• [JOB A]:
Lay out as a numbered list, leaving out blank lines, the lines of the listing from the one containing "Q: For each instance of the black" through the end of the listing, both included.

========================

Some progress shots of work I’m doing for a client. Using low-resolution (8k * 4K > 1K) maps for now just to test the material Shader, which is where all the magic happens. All the Atmospheric stuff such as colour, density, etc. can be tweaked in real-time so you can completely change the look without having to swap out textures or using any texture lookups at all.
The final surface texture will have a 65,536 Pixel-Resolution around the equator, and be completely seamless. I’m doing by splitting the globe into identical chunks, re-baking textures based on projection in Maya and having 4 UV-layers on each chunk for different resolutions/global mapping and various other things. I’d also like to split up the BRDF-styles for each section too, using Minneart for the clouds, Oren-Nayar for the Topography and perhaps just default for the oceans. Very tempted to write a paper on when I’m done, as some of what I’m doing hasn’t been mentioned anywhere before that I know of and is a combination of loads of techniques (Can’t reveal the secrets yet!) Here’s the progress I’ve made so far (click images for High Res).

========================

• [JOB B]:
For each statement about the progress notes above, answer yes or no and quote the words of the notes that decide it: (i) The final surface texture will have a resolution of 65,536 pixels around the equator. (ii) Oren-Nayar is planned for the clouds. (iii) Changing the atmospheric color requires swapping out textures.

========================

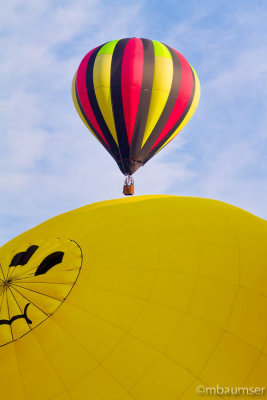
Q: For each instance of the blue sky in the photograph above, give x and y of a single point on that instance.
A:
(50, 163)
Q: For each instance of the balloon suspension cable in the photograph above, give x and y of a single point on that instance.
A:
(128, 187)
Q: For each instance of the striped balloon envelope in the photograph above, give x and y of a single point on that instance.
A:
(135, 95)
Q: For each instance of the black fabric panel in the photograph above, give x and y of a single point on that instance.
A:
(176, 82)
(89, 123)
(114, 151)
(117, 105)
(144, 101)
(176, 126)
(23, 257)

========================

• [CORRECT RESPONSE A]:
1. Q: For each instance of the black fabric panel in the photograph above, give x and y of a single point on that instance.
2. A:
3. (176, 82)
4. (89, 123)
5. (114, 151)
6. (117, 105)
7. (144, 101)
8. (176, 126)
9. (23, 257)

• [CORRECT RESPONSE B]:
(i) Yes: "The final surface texture will have a 65,536 Pixel-Resolution around the equator"
(ii) No: "using Minneart for the clouds, Oren-Nayar for the Topography"
(iii) No: "can be tweaked in real-time so you can completely change the look without having to swap out textures"